AANGELEVERDE TEKST
"De vierentwintig uren na het gedwongen ontslag van de Vlaamse Bouwmeester bleken hectisch," stelt Canfyn. Ook hij kreeg een journalist aan de lijn die vastberaden hengelde naar Canfyns reactie op het ontslag. Canfyn pende het 'bijnawaargebeurd' gesprek neer.
"De vierentwintig uren na het gedwongen ontslag van de Vlaamse Bouwmeester bleken hectisch. Iedereen werd in snelheid genomen en de krantenkolommen moesten mordicus gevuld worden. Journalistiek vandaag beperkt zich graag tot het bellen van een klein kransje van vermeende juiste mensen en tot het afdrukken van hun uitspraken als quotes van X of Y ofwel van ‘een ingewijde’, als X of Y anoniem willen geboekstaafd worden.
In die sfeer heb ik onderstaand gesprek gevoerd aan de telefoon. Ik noem het gesprek ‘bijnawaargebeurd’, primo, omdat ik de conversatie niet opgenomen heb en dus mijn hand niet in het vuur kan steken voor de woordelijke correctheid, secundo, omdat het interview ruim een kwartier duurde en niet alle gespreksstof achteraf even relevant bleef. Ik heb dus geknipt om evidente redenen. De journalist van de krant heeft in elk geval niets van mijn (ant)woorden gebruikt.
- Hallo. Filip Canfyn.
- Goeiemorgen, Filip. Z van Huppelepup.
- Goeiemorgen, Z. Over de Bouwmeester, zeker?
- Inderdaad. Wat denk jij over het gedwongen ontslag van Peter Swinnen?
- Niets. Ik moet daar geen uitspraken over doen.
- Vreemd want je bent toch altijd kritisch geweest voor de betrokken Bouwmeester.
- Juist en ik heb dat nooit onder stoelen of banken gestoken, ook niet naar hem toe. Echter, dat betrof kritiek op de inhoud van het werk van de Bouwmeester, terwijl de context van het ontslag blijkbaar kritiek op de manier van werken van de Bouwmeester betreft. Over die manier weet ik niets en daar moet ik dan ook geen uitspraken over doen.
- De beschuldiging van belangenvermenging kan je toch niet onverschillig laten.
- Ik weet daar niets over en ik heb geen enkele aanwijzing om te moeten menen dat dit zat aan te komen.
- Het is wel een slag voor het Bouwmeesterschap.
- Zonder twijfel. Het kwaad is nu helemaal geschied, wat er later ook nog rechtgezet wordt. Dit diskrediet zal de perceptie blijven bezwaren.
- Dit komt de NVA goed uit. Zie je hier iets meer achter?
- Ik heb geen enkele aanwijzing om hier een georchestreerde machinatie van te maken.

AANGELEVERD MATERIAAL
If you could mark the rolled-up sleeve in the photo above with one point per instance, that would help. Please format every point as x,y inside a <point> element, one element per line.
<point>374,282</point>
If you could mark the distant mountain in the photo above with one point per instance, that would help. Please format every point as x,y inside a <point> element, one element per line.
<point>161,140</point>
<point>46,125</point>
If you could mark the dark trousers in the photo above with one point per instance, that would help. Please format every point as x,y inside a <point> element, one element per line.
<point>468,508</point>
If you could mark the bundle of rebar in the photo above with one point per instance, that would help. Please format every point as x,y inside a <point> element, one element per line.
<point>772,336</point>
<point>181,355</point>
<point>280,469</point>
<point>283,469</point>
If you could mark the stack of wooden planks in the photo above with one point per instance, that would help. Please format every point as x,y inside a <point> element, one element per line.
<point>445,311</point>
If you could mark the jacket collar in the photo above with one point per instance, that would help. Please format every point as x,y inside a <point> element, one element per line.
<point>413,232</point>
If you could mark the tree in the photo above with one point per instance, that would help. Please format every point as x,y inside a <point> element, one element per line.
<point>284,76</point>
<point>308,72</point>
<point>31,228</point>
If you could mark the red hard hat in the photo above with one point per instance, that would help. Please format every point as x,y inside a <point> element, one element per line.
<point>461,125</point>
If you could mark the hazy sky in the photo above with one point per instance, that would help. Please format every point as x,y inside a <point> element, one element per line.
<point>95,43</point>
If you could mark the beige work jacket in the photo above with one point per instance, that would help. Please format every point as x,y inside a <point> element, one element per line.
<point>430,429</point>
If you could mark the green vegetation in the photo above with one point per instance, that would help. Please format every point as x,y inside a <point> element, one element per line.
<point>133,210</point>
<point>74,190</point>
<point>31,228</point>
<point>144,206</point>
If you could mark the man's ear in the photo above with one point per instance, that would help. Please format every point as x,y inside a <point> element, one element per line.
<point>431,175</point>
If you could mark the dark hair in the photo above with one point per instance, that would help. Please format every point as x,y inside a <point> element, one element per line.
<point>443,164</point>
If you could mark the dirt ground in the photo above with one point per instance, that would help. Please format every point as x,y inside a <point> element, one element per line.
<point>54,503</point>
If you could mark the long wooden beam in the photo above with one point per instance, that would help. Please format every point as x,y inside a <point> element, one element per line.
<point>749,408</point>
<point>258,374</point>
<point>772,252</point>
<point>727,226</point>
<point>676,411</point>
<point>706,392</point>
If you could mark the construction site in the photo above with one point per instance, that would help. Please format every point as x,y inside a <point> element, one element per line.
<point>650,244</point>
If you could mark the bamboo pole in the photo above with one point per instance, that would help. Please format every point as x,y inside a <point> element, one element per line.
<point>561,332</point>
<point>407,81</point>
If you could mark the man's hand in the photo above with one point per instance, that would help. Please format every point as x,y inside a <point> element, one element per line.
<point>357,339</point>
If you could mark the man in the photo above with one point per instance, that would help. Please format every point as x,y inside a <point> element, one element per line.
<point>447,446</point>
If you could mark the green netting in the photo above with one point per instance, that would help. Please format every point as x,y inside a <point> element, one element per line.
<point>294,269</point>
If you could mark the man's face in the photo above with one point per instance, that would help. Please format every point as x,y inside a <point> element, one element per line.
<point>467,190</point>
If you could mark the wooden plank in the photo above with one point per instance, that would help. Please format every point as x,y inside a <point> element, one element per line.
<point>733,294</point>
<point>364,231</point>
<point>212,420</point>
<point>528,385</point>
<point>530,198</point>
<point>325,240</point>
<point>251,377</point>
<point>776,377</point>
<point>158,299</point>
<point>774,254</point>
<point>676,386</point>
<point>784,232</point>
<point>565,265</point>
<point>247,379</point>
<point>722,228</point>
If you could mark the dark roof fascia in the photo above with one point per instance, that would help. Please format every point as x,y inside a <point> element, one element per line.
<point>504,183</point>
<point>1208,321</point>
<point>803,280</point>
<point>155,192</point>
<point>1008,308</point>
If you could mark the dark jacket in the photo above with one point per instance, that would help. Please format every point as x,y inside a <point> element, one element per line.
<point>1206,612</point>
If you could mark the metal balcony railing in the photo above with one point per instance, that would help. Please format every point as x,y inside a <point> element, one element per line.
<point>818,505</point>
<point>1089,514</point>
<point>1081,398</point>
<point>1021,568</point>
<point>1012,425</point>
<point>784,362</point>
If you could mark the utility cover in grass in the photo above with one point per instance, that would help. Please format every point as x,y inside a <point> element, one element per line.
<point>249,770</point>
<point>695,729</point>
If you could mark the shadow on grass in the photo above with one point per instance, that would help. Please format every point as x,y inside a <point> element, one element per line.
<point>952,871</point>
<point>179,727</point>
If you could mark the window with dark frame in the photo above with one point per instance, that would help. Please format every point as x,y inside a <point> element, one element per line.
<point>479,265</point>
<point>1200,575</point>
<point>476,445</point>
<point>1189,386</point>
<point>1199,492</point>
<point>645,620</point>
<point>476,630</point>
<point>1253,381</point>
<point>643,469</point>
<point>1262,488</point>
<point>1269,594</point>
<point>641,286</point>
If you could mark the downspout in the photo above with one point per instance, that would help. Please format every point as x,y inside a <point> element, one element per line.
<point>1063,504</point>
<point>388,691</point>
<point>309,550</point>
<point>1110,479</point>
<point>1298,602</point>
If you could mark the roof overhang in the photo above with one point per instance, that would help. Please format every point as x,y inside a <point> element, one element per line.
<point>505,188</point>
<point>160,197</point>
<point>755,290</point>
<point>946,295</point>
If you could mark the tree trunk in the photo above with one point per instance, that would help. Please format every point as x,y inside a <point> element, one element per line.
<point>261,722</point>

OPDRACHT A
Beantwoord alstublieft de volgende vragen over de tekst over het ontslag van de Bouwmeester.
(i) Hoe lang duurde het interview volgens Canfyn?
(ii) Wat heeft de journalist van de krant van Canfyns antwoorden gebruikt?
(iii) Hoe heet de Bouwmeester over wiens ontslag het gesprek gaat?
OPDRACHT B
Geef bij elke uitspraak aan of ze klopt met de tekst over het ontslag van de Bouwmeester. Antwoord met ja of nee en citeer de woorden uit de tekst die de doorslag geven.
(i) Canfyn heeft het telefoongesprek opgenomen.
(ii) Canfyn heeft zijn kritiek op de Bouwmeester nooit verborgen gehouden.
(iii) Canfyn ziet in het ontslag een georchestreerde machinatie.
OPDRACHT C
Schrijf een vervolg op de tekst over het ontslag van de Bouwmeester, te beginnen na de laatste zin.

SCHRIFTELIJK ANTWOORD A
(i) Ruim een kwartier.
(ii) Niets.
(iii) Peter Swinnen.

SCHRIFTELIJK ANTWOORD B
(i) Nee: "omdat ik de conversatie niet opgenomen heb"
(ii) Ja: "Juist en ik heb dat nooit onder stoelen of banken gestoken, ook niet naar hem toe."
(iii) Nee: "Ik heb geen enkele aanwijzing om hier een georchestreerde machinatie van te maken."

SCHRIFTELIJK ANTWOORD C
- En Patrick Janssens, die zou betrokken zijn …
- Dat maakt het nieuws blijkbaar alleen maar smeuïger …
- Dus dat komt de NVA goed uit …
- Luister eens, de politiek heeft nooit echt van de Bouwmeester gehouden. De man werd telkens gedoogd. bOb had een natuurlijk charisma en een indrukwekkende track record, dus daar werd méér naar geluisterd. Marcel had een academisch charisma en een uitstekende staat van dienst, dus daar werd ook méér naar geluisterd. Peter was spijtig genoeg een jonkie zonder charisma noch oeuvre en die kan wat makkelijker aan de kant geschoven worden door de politiek en niet door de NVA alleen. Trouwens, we mogen niet vergeten dat een Bouwmeester zich nooit wou of kon moeien met één van de belangrijkste publieke bouwwerven: de sociale huisvesting, het kneusje van de Vlaamse regering.
- Hoe zullen de architecten reageren?
- Zoals altijd en zoals zes maanden geleden, toen bekend werd dat de Bouwmeester een college van vijf experten zou worden. Wie zelf ambities had om de volgende Bouwmeester te worden heeft een petitietekst geschreven, wie hoopte opdrachten van de Bouwmeester te krijgen heeft geroepen dat het een schande was, wie meende anderen te moeten vertegenwoordigen heeft koud en warm geblazen en de overgrote meerderheid is snel teruggekeerd naar zijn orde van de dag.
- Heb je echt geen mening over het gedwongen ontslag van de Bouwmeester?
- Wat ik te zeggen heb over de Bouwmeester staat in mijn column ‘Bouwmeester, hij begint weer’ op Architectura.be, waaruit je vrijelijk mag citeren en de rest vraag je maar aan bOb, Marcel, Olivier, Kristiaan en Wivina.
- Nog een goeiemorgen.
De volgende dag lees ik in de krant dat de ex-Bouwmeester zich uitgeschakeld voelt door politieke spelletjes. “Men heeft zes maanden gezocht naar één haar in de boter en men is nu blij dat de ambetanterik weg is.” Er valt een ongemakkelijke stilte in de pers. En de Albanezen werden een dag eerder onnodig beledigd."